Wednesday 8th December 2021
China has imposed a 14-day lockdown at Zhenhai, one of the six districts in Ningbo, amid an increase in coronavirus infections, prompting concerns of port disruptions and worsening supply chain blockages, market sources said.
“Just received an update from our China contacts…Zhenhai district has been locked down due to three positive cases of COVID-19. The lockdown is for 14 days,” a source said. An importer based in the US confirmed the same information, adding that the company’s Shanghai office has been closed.
“We need to now ascertain the impact on port and terminal operations and how much trucking and depot operations will be affected,” a source based in Singapore said. However, this also means other regions could also soon see similar restrictions, the source said.
“The rising COVID infections may lead to shutdowns at Ningbo and some other ports in China, adding to congestion and cargo backlogs,” a source with a UK-based logistics company said. “this is only the beginning — the first quarter of 2022 is going to be a complete wreck.”
The increase in coronavirus infections may further disrupt the ocean freight industry by triggering higher demand for PPE kits and masks, in turn leading to higher freight rates.
“The traditional agricultural trade season also starts in January and a simultaneous rise in PPE shipments could choke the system further,” an exporter based in India said.
Thursday 9th December Update:
More than 300,000 people have been tested for coronavirus in a district in the port city of Ningbo, following an outbreak of the illness, detected on Monday.
The district of Zhenhai has been put on a two-week lockdown after five people tested positive for Covid-19. Early indications are that the measures taken by local authorities have yet to harm productivity at the port. Ningbo is home to the world’s largest port – it was partially closed in the summer for a fortnight after another Covid-19 outbreak.
Beijing’s strict zero-Covid policy has curbed local outbreaks with mass testing, snap lockdowns, vigilant surveillance and extensive quarantines. The country has struggled over the past couple of months to stamp out the illness however. Since October 17, China has reported at least one locally transmitted case everyday, as local outbreaks continue to flare up one after another with increasingly short intermissions.
Thursday 16th December Update:
Lockdowns across China’s Zhejiang province have prompted multiple factory closures, and new restrictions have been placed on trucking.
China reported new Covid cases in Tianjin and Guangzhou this week, including the Omicron variant, but the outbreak in Zhejiang, another major manufacturing heartland, remains the most serious.

> TASK INSTRUCTIONS
Say whether each statement agrees with the Ningbo lockdown report above. Give yes or no for each, with the deciding words quoted from the report: (a) The lockdown at Zhenhai was set to last 14 days. (b) Ningbo's port was fully closed in the summer. (c) The outbreak in Tianjin and Guangzhou is described as the most serious.

> SOURCE DATA
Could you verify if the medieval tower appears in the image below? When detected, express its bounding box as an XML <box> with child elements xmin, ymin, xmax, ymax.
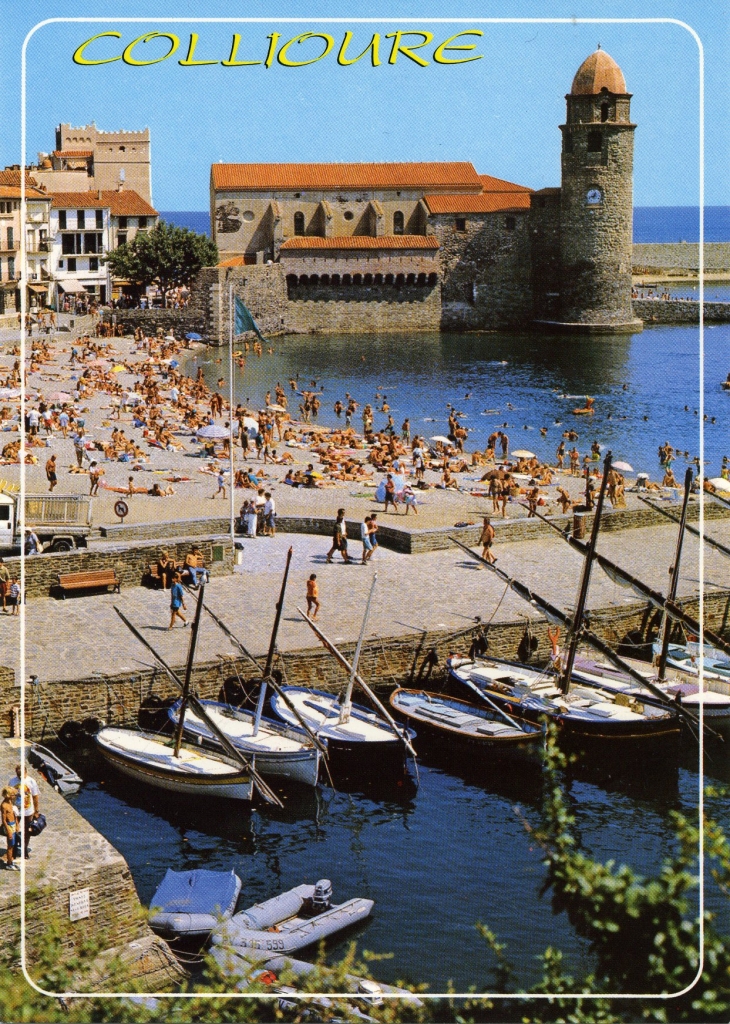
<box><xmin>560</xmin><ymin>48</ymin><xmax>641</xmax><ymax>332</ymax></box>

> ANSWER BOX
(a) Yes: "China has imposed a 14-day lockdown at Zhenhai"
(b) No: "it was partially closed in the summer for a fortnight after another Covid-19 outbreak"
(c) No: "but the outbreak in Zhejiang, another major manufacturing heartland, remains the most serious"